— What you have to do —
Take the entries below and print all of them exactly, please.

◆ ◆ ◆

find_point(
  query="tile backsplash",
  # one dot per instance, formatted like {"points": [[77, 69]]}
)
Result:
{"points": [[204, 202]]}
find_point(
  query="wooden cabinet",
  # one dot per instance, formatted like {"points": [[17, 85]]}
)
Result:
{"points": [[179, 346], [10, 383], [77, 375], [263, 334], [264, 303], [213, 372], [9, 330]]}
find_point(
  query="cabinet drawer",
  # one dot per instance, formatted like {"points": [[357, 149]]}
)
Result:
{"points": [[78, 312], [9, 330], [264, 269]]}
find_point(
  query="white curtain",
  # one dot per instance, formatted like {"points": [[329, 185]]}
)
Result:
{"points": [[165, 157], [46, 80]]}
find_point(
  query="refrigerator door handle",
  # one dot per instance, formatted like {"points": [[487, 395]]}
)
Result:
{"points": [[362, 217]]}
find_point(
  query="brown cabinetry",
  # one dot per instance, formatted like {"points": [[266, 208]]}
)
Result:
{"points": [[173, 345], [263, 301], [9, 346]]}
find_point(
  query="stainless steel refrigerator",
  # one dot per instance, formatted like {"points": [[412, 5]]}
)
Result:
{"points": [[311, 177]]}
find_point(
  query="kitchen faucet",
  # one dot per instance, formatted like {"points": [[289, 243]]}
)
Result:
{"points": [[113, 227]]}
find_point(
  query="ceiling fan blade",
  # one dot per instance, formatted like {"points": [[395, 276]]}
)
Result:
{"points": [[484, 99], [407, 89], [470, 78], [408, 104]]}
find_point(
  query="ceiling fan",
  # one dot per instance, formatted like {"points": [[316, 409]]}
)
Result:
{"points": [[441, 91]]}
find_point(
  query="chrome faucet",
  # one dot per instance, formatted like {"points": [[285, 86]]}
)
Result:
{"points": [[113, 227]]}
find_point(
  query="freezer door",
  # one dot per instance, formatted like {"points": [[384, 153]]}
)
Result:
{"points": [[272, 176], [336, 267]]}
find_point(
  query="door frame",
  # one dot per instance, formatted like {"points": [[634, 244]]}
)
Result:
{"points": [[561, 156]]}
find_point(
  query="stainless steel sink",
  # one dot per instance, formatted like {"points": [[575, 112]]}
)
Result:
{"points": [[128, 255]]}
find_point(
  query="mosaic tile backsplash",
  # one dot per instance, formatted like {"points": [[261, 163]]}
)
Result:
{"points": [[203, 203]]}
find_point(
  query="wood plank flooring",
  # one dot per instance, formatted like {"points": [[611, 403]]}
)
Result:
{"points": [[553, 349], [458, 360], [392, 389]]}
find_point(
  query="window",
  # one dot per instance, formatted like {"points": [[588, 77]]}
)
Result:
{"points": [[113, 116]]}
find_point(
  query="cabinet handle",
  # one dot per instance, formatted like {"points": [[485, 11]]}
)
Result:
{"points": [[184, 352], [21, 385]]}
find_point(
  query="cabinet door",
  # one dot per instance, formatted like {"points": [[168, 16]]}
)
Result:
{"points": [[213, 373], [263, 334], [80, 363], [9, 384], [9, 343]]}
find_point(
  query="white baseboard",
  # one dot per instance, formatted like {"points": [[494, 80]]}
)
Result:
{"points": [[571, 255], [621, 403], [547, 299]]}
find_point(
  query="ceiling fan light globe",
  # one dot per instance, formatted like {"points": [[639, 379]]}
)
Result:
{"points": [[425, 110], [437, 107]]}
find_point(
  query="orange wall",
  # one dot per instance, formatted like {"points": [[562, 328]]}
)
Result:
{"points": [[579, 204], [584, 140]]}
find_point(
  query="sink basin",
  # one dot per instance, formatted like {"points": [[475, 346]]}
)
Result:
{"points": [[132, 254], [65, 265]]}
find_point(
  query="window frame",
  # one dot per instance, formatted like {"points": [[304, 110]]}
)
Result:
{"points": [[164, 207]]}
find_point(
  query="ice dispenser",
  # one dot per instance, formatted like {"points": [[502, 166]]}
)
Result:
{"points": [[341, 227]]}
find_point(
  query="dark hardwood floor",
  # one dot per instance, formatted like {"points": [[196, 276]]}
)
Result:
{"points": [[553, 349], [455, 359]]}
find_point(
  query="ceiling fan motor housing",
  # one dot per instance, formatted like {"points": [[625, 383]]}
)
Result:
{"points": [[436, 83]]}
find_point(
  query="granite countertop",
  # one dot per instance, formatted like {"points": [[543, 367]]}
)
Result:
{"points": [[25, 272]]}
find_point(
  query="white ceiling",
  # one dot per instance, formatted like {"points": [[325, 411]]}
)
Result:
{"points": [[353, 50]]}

◆ ◆ ◆

— Worked solution —
find_point(
  query="tile backsplash",
  # one dot per instance, formatted like {"points": [[77, 69]]}
)
Result:
{"points": [[204, 202]]}
find_point(
  query="wooden cabinet",
  # one dot per instance, formatted like {"points": [[17, 85]]}
)
Result:
{"points": [[179, 346], [10, 383], [77, 375], [263, 334], [264, 303], [213, 372], [9, 330]]}
find_point(
  query="cabinet drawer",
  # one dot per instance, formatted like {"points": [[357, 149]]}
)
Result:
{"points": [[78, 312], [9, 330], [264, 269]]}
find_point(
  query="white curtain",
  # one dot per instance, formatted like {"points": [[329, 185]]}
)
Result:
{"points": [[165, 157], [46, 80]]}
find_point(
  query="refrigerator door handle",
  # one dot per instance, formatted like {"points": [[487, 395]]}
)
Result:
{"points": [[362, 217]]}
find_point(
  query="brown cabinetry",
  # one dot per instance, formatted like {"points": [[266, 208]]}
)
Result:
{"points": [[173, 345], [263, 301], [9, 346]]}
find_point(
  query="stainless steel refrigerator",
  # one dot per instance, formatted like {"points": [[412, 5]]}
)
Result:
{"points": [[311, 177]]}
find_point(
  query="kitchen faucet",
  # one dot per instance, formatted like {"points": [[289, 243]]}
)
Result:
{"points": [[113, 227]]}
find_point(
  query="ceiling fan blade",
  # one dot per instance, formatted like {"points": [[395, 276]]}
)
Result:
{"points": [[484, 99], [407, 89], [470, 78], [408, 104]]}
find_point(
  query="ceiling fan",
  # one dot per instance, formatted like {"points": [[316, 409]]}
)
Result:
{"points": [[441, 91]]}
find_point(
  query="chrome faucet",
  # one dot per instance, formatted like {"points": [[285, 86]]}
)
Result:
{"points": [[113, 227]]}
find_point(
  query="freezer door",
  # one dot per instance, formatted like {"points": [[384, 153]]}
)
Result:
{"points": [[272, 176], [336, 267]]}
find_point(
  query="door frame",
  # one dot per instance, formatted like {"points": [[634, 244]]}
)
Result:
{"points": [[561, 156]]}
find_point(
  query="stainless steel sink",
  # one dot per instance, formatted like {"points": [[575, 112]]}
)
Result:
{"points": [[128, 255]]}
find_point(
  query="mosaic tile backsplash",
  # one dot per instance, formatted like {"points": [[261, 163]]}
)
Result:
{"points": [[203, 203]]}
find_point(
  query="wood plank flooring",
  # one dot per instance, formatted like {"points": [[611, 403]]}
)
Result:
{"points": [[553, 349], [458, 360], [392, 389]]}
find_point(
  query="window",
  # one dot per instance, formatted like {"points": [[588, 77]]}
)
Result:
{"points": [[113, 116]]}
find_point(
  query="cabinet handle",
  # one dot per instance, formatted like {"points": [[485, 11]]}
)
Result:
{"points": [[184, 352], [21, 385]]}
find_point(
  query="cabinet door",
  # one dot per instance, formatted like {"points": [[168, 16]]}
)
Result:
{"points": [[213, 373], [263, 334], [80, 363], [9, 384], [9, 343]]}
find_point(
  query="white baseboard",
  # one dot per instance, formatted like {"points": [[494, 80]]}
)
Result:
{"points": [[571, 255], [621, 403], [547, 299]]}
find_point(
  query="ceiling fan light globe",
  # one dot per instance, formatted like {"points": [[639, 379]]}
)
Result:
{"points": [[425, 110], [437, 107]]}
find_point(
  query="orange wall",
  # one dot per instance, formatted like {"points": [[562, 328]]}
)
Result:
{"points": [[579, 204], [584, 140]]}
find_point(
  query="sink basin",
  # one dot per instance, formatted like {"points": [[475, 346]]}
)
Result:
{"points": [[132, 254], [65, 265]]}
find_point(
  query="window frame",
  # one dot per instance, formatted like {"points": [[304, 110]]}
)
Result:
{"points": [[164, 207]]}
find_point(
  query="ice dispenser",
  # one dot per instance, formatted like {"points": [[502, 166]]}
)
Result:
{"points": [[341, 227]]}
find_point(
  query="dark hardwood floor",
  # one dot per instance, formatted like {"points": [[196, 276]]}
)
Result:
{"points": [[553, 349], [455, 359]]}
find_point(
  query="ceiling fan motor housing",
  # one dot per instance, formatted like {"points": [[625, 383]]}
)
Result:
{"points": [[436, 83]]}
find_point(
  query="granite countertop",
  # one dot per instance, formatted like {"points": [[543, 367]]}
)
Result:
{"points": [[25, 272]]}
find_point(
  query="white ceiling",
  # one dot per instance, formatted like {"points": [[325, 411]]}
)
Result:
{"points": [[353, 50]]}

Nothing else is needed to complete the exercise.